::: TESTO :::

Ebbene si, nel nostro dna è segnata tutta la nostra struttura biologica, in pratica la nostra esistenza, compresa la sua durata. Lo sapevamo da tempo, ma ancora non era stato identificato alcun gene predisponente la longevità, sembrava un’impresa impossibile scovarlo, ma così non sembra essere stato. Ad individuarlo sarebbero stati alcuni scienziati dell’Università la Sapienza di Roma, guidati dal professor Marcello Arca del dipartimento di Medicina Interna e Specialità Medica. La ricerca è stata condotta attraverso uno screening genetico e clinico sulla popolazione di Campodimele, un piccolo paese a sud di Roma, a 150 km, in provincia di Latina, noto proprio per la longevità dei suoi abitanti (molti ultracentenari) abbinata a valori estremamente bassi di colesterolemia totale e LDL, il cosiddetto colesterolo cattivo.
Anche l’Organizzazione Mondiale della Sanità, con il progetto MONICA (MONItoring CArdiovascualr disease iniziato nei primi anni 80) aveva puntato l’attenzione su questo paesino, di persone non solo longeve, ma anche in ottime condizioni di salute: il tutto era stato ricondotto allo stile di vita sano, all’alimentazione e alle acque pure, ma l’individuazione anche di un nutrito gruppo di abitanti con valori bassi di colesterolo aveva indotto a pensare anche ad una componente genetica. Da qui lo studio dell’università La Sapienza i cui risultati sono stati pubblicati sul Journal Clinical Endocrinology and Metabolism. Ma cosa è stato scoperto di preciso?

::: DATI FORNITI :::

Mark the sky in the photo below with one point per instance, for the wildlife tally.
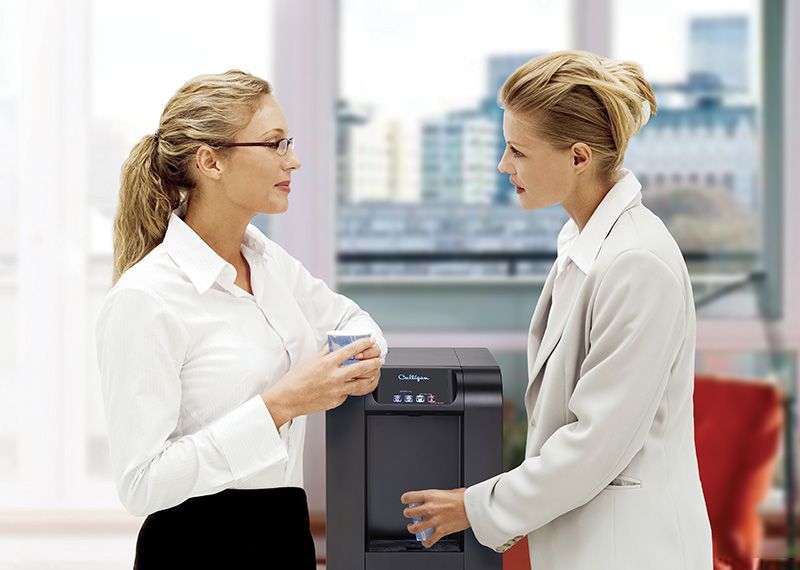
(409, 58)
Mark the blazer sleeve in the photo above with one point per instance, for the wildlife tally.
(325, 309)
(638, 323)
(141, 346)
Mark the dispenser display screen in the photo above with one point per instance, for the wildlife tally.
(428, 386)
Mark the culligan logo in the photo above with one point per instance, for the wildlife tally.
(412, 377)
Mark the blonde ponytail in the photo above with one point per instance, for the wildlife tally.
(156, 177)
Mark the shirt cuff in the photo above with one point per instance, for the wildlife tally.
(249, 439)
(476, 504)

:::

ESERCIZI DA SVOLGERE -
a - Rispondi alle seguenti domande sul testo dedicato alla longevità di Campodimele:
(i) Chi guidava gli scienziati della Sapienza che avrebbero individuato il gene?
(ii) A quale distanza da Roma e in quale provincia si trova Campodimele?
(iii) Su quale rivista sono stati pubblicati i risultati dello studio?
b - Prosegui, per favore, il testo sulla longevità degli abitanti di Campodimele a partire dal punto in cui termina.

RISPOSTE AGLI ESERCIZI -
a -
(i) Il professor Marcello Arca, del dipartimento di Medicina Interna e Specialità Medica.
(ii) A 150 km a sud di Roma, in provincia di Latina.
(iii) Sul Journal Clinical Endocrinology and Metabolism.

b -
Una mutazione nel gene che sintetizza la proteina Angptl3 responsabile del rallentamento dell’eliminazione delle lipoproteine che trasportano il colesterolo e i trigliceridi nel sangue. Traducendo, la mancanza o la mutazione di questa proteina, ne elimina gli effetti negativi di accumulo di colesterolo nel sangue. I soggetti portatori di questa anomalia (scovati tra gli abitanti e familiari di Campodimele) hanno bassi valori di colesterolo ed un’alta protezione dalle malattie ischemiche correlate a diabete ed aterosclerosi. Ha spiegato il professor Arca:
“L’esistenza di persone che sono totalmente prive della proteina Angptl3 e che al contempo godono di buona salute ci fa chiaramente ipotizzare lo sviluppo di farmaci diretti contro questa molecola per proteggere i pazienti a rischio di aterosclerosi”.